WHAT YOU ARE ASKED TO DO:
Copy each of the records below line for line, with no changes, but leave the pictures out.

LISTING:

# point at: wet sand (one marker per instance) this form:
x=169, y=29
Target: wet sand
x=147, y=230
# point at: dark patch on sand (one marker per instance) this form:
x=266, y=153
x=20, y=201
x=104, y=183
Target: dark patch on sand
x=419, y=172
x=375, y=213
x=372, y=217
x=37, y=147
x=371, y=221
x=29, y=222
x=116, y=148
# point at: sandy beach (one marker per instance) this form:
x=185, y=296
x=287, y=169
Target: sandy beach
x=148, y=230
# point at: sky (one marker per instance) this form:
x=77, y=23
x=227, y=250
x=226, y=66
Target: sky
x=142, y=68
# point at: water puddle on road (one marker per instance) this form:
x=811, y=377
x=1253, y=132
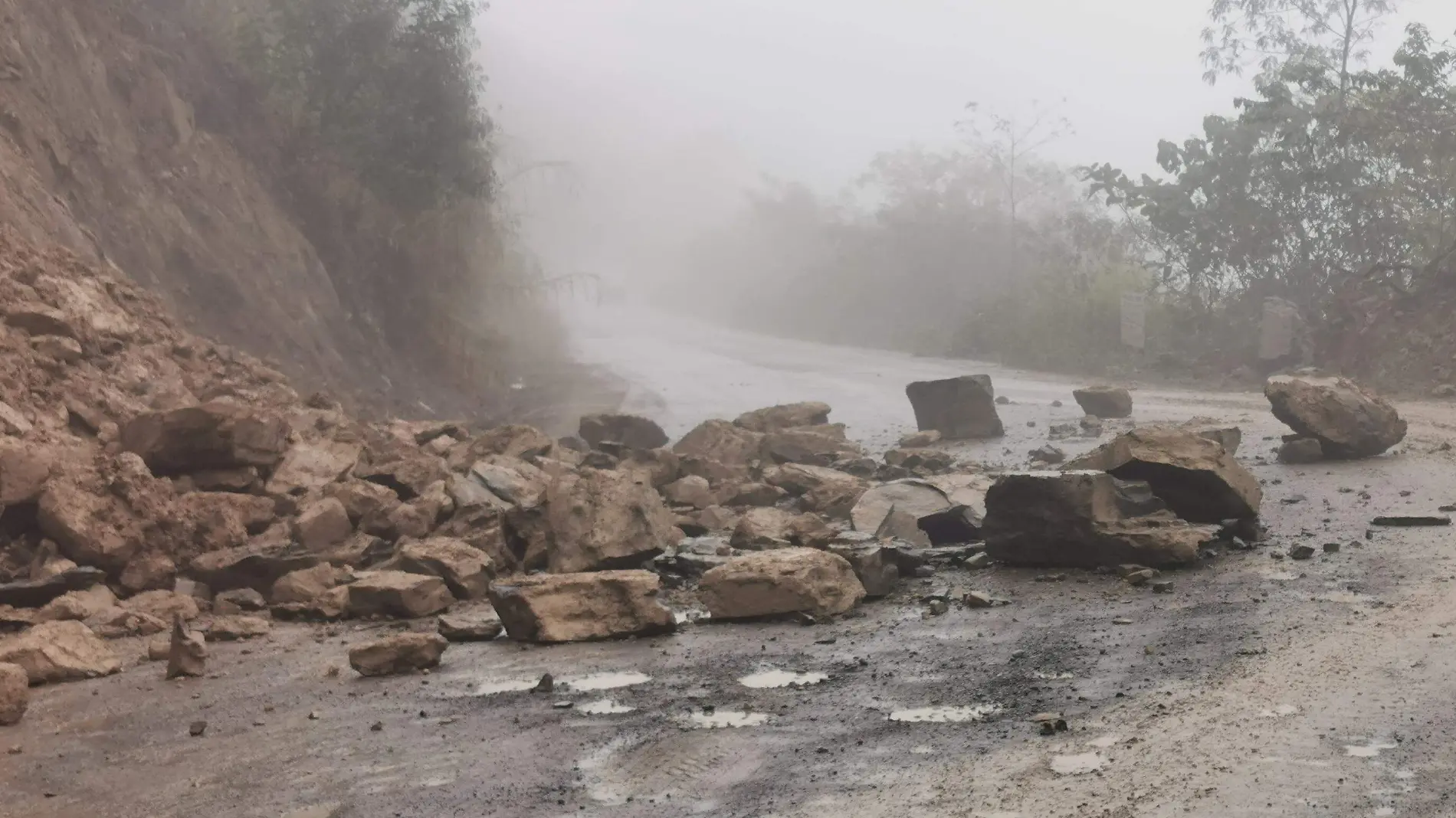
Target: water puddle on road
x=605, y=708
x=1369, y=750
x=606, y=680
x=973, y=714
x=727, y=719
x=1077, y=764
x=781, y=679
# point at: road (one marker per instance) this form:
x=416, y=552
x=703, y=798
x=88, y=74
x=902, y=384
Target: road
x=1258, y=687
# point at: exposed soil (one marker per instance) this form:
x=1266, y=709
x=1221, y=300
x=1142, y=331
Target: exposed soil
x=1255, y=687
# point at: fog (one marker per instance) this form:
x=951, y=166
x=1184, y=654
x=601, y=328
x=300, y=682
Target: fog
x=658, y=114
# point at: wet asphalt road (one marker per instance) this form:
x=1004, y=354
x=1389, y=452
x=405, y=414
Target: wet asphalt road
x=1257, y=687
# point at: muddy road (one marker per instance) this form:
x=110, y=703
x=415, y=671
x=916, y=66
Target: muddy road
x=1258, y=686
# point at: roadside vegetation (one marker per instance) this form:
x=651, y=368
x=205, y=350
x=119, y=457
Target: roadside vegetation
x=1331, y=187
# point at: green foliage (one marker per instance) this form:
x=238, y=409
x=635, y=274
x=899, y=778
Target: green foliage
x=385, y=87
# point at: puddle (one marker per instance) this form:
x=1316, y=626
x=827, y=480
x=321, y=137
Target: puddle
x=1369, y=750
x=606, y=680
x=973, y=714
x=605, y=708
x=1077, y=764
x=727, y=719
x=781, y=679
x=511, y=686
x=1349, y=597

ANSWER TO THIS PROBLEM:
# point at: wet sand (one marker per instance) this form:
x=169, y=29
Target: wet sand
x=147, y=230
# point at: dark patch on sand (one marker per instance) this form:
x=266, y=153
x=20, y=201
x=104, y=183
Target: dark patch on sand
x=419, y=172
x=375, y=213
x=372, y=217
x=37, y=147
x=371, y=221
x=29, y=222
x=116, y=148
# point at: sandy beach (one marker per instance) this form:
x=185, y=296
x=287, y=169
Target: sandy beach
x=148, y=230
# point at: sky (one marker per instance) this form:
x=77, y=23
x=227, y=250
x=226, y=66
Target: sky
x=142, y=68
# point at: water puddle on road (one marker per instance) this form:
x=811, y=377
x=1253, y=132
Target: water puddle on road
x=605, y=708
x=1369, y=750
x=606, y=680
x=973, y=714
x=727, y=719
x=1077, y=764
x=781, y=679
# point at: road (one marker per instance) this form:
x=416, y=552
x=703, y=798
x=88, y=74
x=902, y=384
Target: road
x=1258, y=687
# point at: exposed soil (one marker per instance) this form:
x=1266, y=709
x=1221, y=300
x=1142, y=331
Target: exposed soil
x=1255, y=687
# point at: fog (one marker per instance) this form:
x=951, y=166
x=1184, y=654
x=601, y=328
x=300, y=682
Target: fog
x=658, y=114
# point at: wet asphalt road (one marker per instance) this form:
x=1004, y=354
x=1389, y=452
x=405, y=414
Target: wet asphalt road
x=1257, y=687
# point at: muddy road (one marker per instance) this form:
x=110, y=703
x=415, y=671
x=916, y=66
Target: muddy road
x=1258, y=686
# point at: roadside vegetation (one marker per instance) this form:
x=651, y=368
x=205, y=350
x=119, y=457
Target: roadside vegetation
x=1331, y=187
# point at: green foliage (one marker per instance) this form:
x=238, y=409
x=635, y=274
x=899, y=778
Target: green foliage
x=385, y=87
# point at: puddle (one marker per instance) this form:
x=1316, y=626
x=827, y=480
x=321, y=137
Target: puddle
x=1369, y=750
x=606, y=680
x=973, y=714
x=605, y=708
x=1077, y=764
x=727, y=719
x=781, y=679
x=511, y=686
x=1349, y=597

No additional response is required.